> **BRIEF 1**
Repeat word for word the part of the Cassandra email below that begins at the words "I'm working with" and ends after "of the 68).".
> **BRIEF 2**
Please continue the Cassandra email below from its last sentence.

Hi, Tyler,

I'm working with Vram on this project and can respond to your questions.

We do indeed continue to get inconsistent data after many read operations.
 These columns and rowkeys are months old and they have had many reads done
on them over that time.  Using cassandra-cli we see that on 3 of the 5
servers we get 54 columns back for a specific rowkey and on the other 2 we
get back 68 columns.  We've also done this same query on 4 or 5 other
rowkeys and different rowkeys get different (inconsistent) results with only
one of the rowkeys getting back the same results from all 5 servers.  Some
of the rowkeys get 4 consistent and 1 different, and some get the 3:2 ratio
above.  From looking at the data I'm guessing that the results from the 3
nodes are correct and the results from the 2 nodes are old (the diff between
the result sets is that the 54 is a subset of the 68).

Running "nodetool ring" shows all 5 of them have the same view of the ring.
 The configuration for the cluster has not changed in quite a while, and
we're running 0.6.8 right but were running 0.6.5 for quite a while.

> **INFORMATION PROVIDED**
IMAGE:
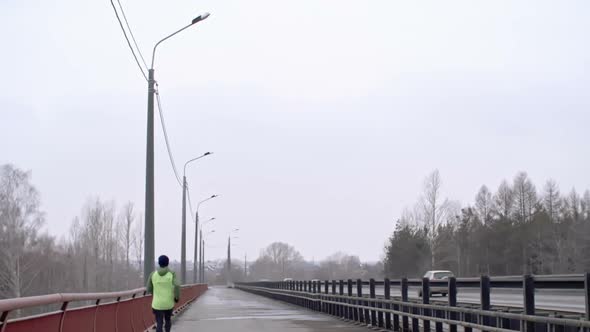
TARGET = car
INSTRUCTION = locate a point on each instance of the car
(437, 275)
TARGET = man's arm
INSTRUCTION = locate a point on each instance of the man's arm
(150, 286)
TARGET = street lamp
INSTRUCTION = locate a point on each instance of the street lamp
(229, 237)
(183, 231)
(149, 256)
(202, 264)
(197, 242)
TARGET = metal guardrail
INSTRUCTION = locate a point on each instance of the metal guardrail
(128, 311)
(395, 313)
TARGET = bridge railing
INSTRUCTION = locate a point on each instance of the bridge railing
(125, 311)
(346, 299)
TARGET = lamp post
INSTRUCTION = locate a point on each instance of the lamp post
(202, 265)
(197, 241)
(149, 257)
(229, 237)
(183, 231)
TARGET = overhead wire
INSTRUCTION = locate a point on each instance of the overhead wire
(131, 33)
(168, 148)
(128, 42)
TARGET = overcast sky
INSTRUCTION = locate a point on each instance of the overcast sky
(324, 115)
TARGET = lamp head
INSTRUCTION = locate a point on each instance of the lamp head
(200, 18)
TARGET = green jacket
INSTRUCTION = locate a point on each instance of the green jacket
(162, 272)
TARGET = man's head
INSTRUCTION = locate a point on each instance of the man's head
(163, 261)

---

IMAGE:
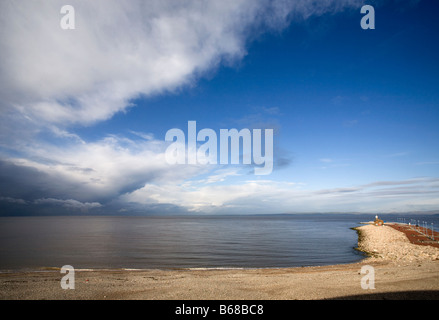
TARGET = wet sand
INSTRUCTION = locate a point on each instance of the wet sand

> **EXERCISE RESULT 1**
I'm working with Vram on this project and can respond to your questions.

We do indeed continue to get inconsistent data after many read operations.
 These columns and rowkeys are months old and they have had many reads done
on them over that time.  Using cassandra-cli we see that on 3 of the 5
servers we get 54 columns back for a specific rowkey and on the other 2 we
get back 68 columns.  We've also done this same query on 4 or 5 other
rowkeys and different rowkeys get different (inconsistent) results with only
one of the rowkeys getting back the same results from all 5 servers.  Some
of the rowkeys get 4 consistent and 1 different, and some get the 3:2 ratio
above.  From looking at the data I'm guessing that the results from the 3
nodes are correct and the results from the 2 nodes are old (the diff between
the result sets is that the 54 is a subset of the 68).

> **EXERCISE RESULT 2**
Thanks,
  Scott

On Mon, Jan 10, 2011 at 8:27 AM, Tyler Hobbs <ty...@riptano.com> wrote:

> What version of Cassandra?  What consistency level are you writing/reading
> at?
>
> Do you continue to get inconsistent results when you read the same data
> over and over (i.e. read repair is not fixing something)?
>
> Do all of your nodes show the same thing when you run nodetool ring against
> them?
>
> - Tyler
>
>
> On Mon, Jan 10, 2011 at 9:18 AM, Vram Kouramajian <
> vram.kouramaj...@gmail.com> wrote:
>
>> We are running a five node cluster in production with a replication
>> factor of three. The query results from the 5 nodes are returning
>> different results (2 of the 5 nodes return extra columns for the same
>> row key).
>>
>> We are not sure the root of the problem (any config issues). Any
>> suggestions?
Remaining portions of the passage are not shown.